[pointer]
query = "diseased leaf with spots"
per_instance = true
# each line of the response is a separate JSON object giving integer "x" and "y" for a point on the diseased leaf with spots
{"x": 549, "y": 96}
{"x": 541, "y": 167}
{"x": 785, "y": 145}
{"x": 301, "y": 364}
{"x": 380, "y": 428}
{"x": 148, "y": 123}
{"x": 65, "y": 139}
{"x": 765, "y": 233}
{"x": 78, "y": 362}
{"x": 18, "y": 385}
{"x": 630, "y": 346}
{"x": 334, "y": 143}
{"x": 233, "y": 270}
· · · ·
* Goal
Render every line of the listing above as a numbered list, omitting any blank lines.

* Result below
1. [pointer]
2. query = "diseased leaf with spots"
3. per_instance = true
4. # each line of the response is a separate JSON object giving integer "x" and "y" for a point on the diseased leaf with spots
5. {"x": 549, "y": 96}
6. {"x": 541, "y": 167}
7. {"x": 785, "y": 145}
8. {"x": 301, "y": 364}
9. {"x": 380, "y": 428}
10. {"x": 148, "y": 123}
11. {"x": 65, "y": 139}
12. {"x": 765, "y": 233}
13. {"x": 78, "y": 362}
14. {"x": 18, "y": 385}
15. {"x": 630, "y": 346}
16. {"x": 334, "y": 143}
17. {"x": 233, "y": 270}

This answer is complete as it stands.